§ **TRECHO DO TEXTO**
▬▬▬▬▬▬
Recebi, com muito orgulho e júbilo, o convite para escrever um breve artigo sobre a obra do TAURINO ARAÚJO, que tem por título “A Hermenêutica da Desigualdade”. Não haveria momento mais propício para fazê-lo do que este em que vivemos os efeitos da pandemia da COVID-19, pois foi exatamente aí que saímos da teoria para a “praxis”…
A obra, por sem dúvida, é de vanguarda e como tal desperta a atenção e o interesse de quantos mourejam no campo do Direito, como nos demais ramos do conhecimento ligados aos aspectos sócio-filosóficos. Exatamente por isso, pode ser que encontre a resistência daqueles que se acham aferrolhados, dentro de uma visão restrita e cartesiana. Mas nisso reside a grandeza de sua mensagem, porque inovar é para poucos e são estes que constroem o futuro. Afinal, estamos ou não a todo momento sendo desafiados pela Esfinge a decifrar-lhe os enigmas interpostos no caminho?
▬▬▬▬▬▬
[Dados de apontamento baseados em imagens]
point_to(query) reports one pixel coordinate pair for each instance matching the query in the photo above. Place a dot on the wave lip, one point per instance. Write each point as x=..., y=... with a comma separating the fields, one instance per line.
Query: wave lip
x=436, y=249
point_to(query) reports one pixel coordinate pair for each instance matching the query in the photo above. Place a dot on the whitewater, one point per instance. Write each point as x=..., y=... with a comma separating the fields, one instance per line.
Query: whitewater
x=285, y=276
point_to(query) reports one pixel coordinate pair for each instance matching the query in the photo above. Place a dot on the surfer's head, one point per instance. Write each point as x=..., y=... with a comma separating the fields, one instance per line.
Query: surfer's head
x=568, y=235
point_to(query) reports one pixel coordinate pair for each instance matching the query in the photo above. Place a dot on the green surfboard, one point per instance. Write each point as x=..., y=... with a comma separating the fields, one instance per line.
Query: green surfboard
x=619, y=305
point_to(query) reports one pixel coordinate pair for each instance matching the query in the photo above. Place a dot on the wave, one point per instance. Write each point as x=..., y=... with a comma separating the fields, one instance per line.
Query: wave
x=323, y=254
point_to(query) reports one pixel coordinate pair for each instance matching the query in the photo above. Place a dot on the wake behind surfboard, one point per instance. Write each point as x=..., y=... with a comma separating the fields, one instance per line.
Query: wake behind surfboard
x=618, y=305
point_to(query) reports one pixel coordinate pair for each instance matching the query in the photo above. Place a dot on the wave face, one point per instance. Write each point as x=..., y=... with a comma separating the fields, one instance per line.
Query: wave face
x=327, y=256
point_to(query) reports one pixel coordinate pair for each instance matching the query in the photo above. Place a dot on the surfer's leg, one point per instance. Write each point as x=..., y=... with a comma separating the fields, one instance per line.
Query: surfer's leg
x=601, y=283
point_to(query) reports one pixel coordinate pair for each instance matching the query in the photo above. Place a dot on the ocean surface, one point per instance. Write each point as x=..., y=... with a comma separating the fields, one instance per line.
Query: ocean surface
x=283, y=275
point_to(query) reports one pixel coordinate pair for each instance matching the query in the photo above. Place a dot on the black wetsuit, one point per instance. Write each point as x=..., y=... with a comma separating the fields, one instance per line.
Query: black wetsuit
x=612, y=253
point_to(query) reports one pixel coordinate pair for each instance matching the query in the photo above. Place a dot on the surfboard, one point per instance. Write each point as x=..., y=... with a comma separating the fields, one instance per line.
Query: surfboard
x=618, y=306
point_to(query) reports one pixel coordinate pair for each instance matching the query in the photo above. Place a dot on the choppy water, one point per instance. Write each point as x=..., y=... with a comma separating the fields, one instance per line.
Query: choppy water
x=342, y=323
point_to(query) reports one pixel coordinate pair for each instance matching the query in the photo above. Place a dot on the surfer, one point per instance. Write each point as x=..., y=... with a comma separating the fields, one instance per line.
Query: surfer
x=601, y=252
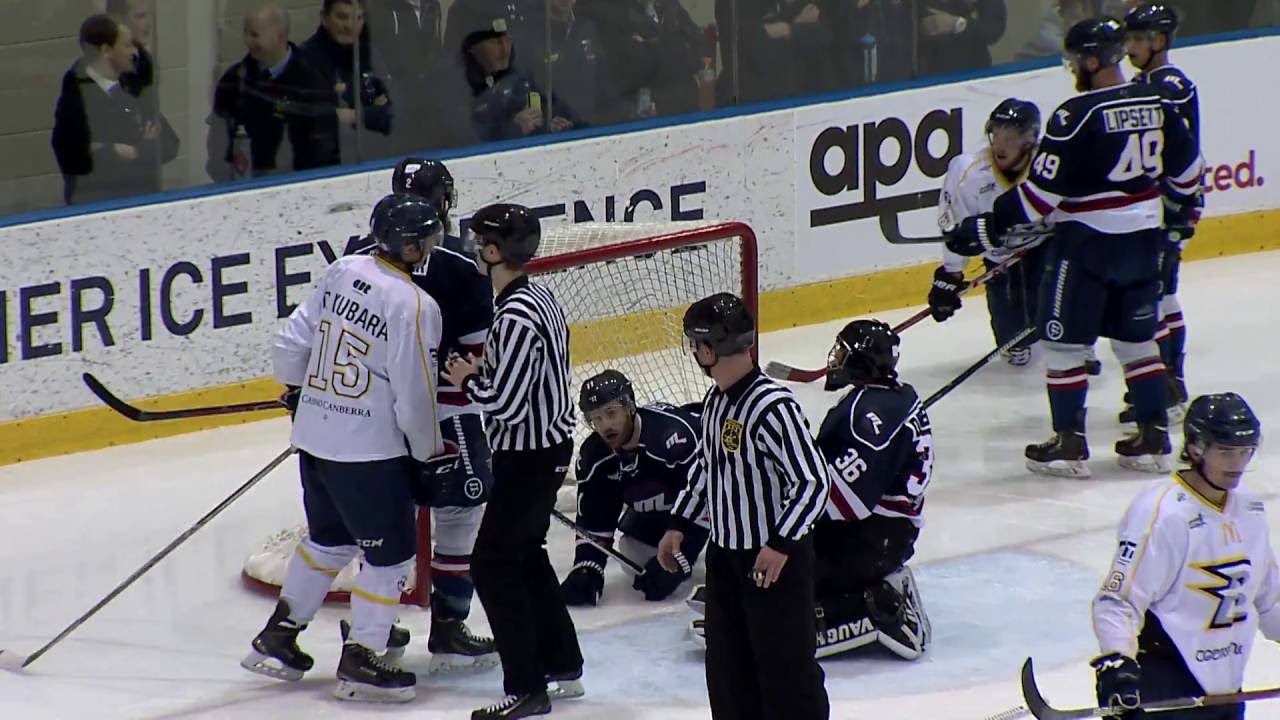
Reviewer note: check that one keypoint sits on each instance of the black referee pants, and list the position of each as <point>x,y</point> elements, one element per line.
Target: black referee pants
<point>513,575</point>
<point>760,642</point>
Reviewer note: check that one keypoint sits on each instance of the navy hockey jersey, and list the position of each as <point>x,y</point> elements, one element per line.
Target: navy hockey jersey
<point>465,297</point>
<point>644,479</point>
<point>880,443</point>
<point>1106,158</point>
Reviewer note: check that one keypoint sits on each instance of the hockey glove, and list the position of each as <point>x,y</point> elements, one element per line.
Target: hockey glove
<point>1118,680</point>
<point>584,584</point>
<point>292,393</point>
<point>945,294</point>
<point>973,236</point>
<point>657,583</point>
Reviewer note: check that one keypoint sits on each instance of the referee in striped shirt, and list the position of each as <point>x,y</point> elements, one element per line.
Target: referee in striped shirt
<point>766,483</point>
<point>524,387</point>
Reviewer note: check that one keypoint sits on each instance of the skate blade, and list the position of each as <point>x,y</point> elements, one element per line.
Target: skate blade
<point>362,692</point>
<point>444,662</point>
<point>269,666</point>
<point>1153,464</point>
<point>1060,468</point>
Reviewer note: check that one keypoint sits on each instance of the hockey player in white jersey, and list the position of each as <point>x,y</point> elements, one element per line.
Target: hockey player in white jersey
<point>973,182</point>
<point>1194,577</point>
<point>362,349</point>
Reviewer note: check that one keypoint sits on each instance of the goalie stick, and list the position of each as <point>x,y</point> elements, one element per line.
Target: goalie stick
<point>1042,710</point>
<point>784,372</point>
<point>140,415</point>
<point>10,660</point>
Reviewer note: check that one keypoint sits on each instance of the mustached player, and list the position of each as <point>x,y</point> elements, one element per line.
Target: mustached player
<point>362,349</point>
<point>629,474</point>
<point>973,182</point>
<point>1150,30</point>
<point>1106,159</point>
<point>1194,577</point>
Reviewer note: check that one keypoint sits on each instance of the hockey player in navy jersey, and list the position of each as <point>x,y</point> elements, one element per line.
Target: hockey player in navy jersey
<point>1148,35</point>
<point>629,474</point>
<point>1193,578</point>
<point>1109,162</point>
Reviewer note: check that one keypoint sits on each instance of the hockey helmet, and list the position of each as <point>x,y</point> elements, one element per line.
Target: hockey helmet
<point>603,388</point>
<point>1096,37</point>
<point>512,228</point>
<point>721,322</point>
<point>865,352</point>
<point>405,220</point>
<point>428,180</point>
<point>1223,419</point>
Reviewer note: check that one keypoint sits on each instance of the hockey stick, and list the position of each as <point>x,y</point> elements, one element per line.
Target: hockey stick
<point>140,415</point>
<point>10,660</point>
<point>1043,711</point>
<point>581,532</point>
<point>784,372</point>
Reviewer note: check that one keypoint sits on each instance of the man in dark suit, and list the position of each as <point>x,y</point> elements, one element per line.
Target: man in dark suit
<point>106,144</point>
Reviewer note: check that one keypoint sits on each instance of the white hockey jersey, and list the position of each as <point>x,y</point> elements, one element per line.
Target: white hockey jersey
<point>364,349</point>
<point>1206,573</point>
<point>970,187</point>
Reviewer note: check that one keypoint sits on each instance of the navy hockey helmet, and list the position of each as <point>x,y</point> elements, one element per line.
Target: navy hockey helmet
<point>1096,37</point>
<point>1223,419</point>
<point>1151,17</point>
<point>512,228</point>
<point>1020,114</point>
<point>428,180</point>
<point>405,220</point>
<point>721,322</point>
<point>603,388</point>
<point>865,352</point>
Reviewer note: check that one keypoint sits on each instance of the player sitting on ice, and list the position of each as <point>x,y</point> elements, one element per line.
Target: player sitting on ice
<point>880,446</point>
<point>629,474</point>
<point>1193,578</point>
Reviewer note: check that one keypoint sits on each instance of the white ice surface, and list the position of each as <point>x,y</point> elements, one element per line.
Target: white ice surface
<point>1006,564</point>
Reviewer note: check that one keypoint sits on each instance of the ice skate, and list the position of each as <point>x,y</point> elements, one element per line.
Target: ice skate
<point>1063,456</point>
<point>275,650</point>
<point>1147,450</point>
<point>364,677</point>
<point>453,647</point>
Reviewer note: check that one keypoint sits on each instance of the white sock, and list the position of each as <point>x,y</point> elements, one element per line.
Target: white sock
<point>311,572</point>
<point>375,602</point>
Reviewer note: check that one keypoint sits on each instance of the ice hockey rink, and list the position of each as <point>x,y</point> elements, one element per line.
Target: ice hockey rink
<point>1006,564</point>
▬▬▬▬▬▬
§ **DETALHES DO PROBLEMA**
Responda com base no texto sobre a obra de Taurino Araújo:
1. Qual é o título da obra?
2. Qual momento seria o mais propício para escrever o artigo sobre ela?
3. Segundo o texto, quem constrói o futuro?

§ **RESPOSTA DO PROBLEMA**
1. "A Hermenêutica da Desigualdade".
2. O momento em que vivemos os efeitos da pandemia da COVID-19.
3. Os poucos que inovam.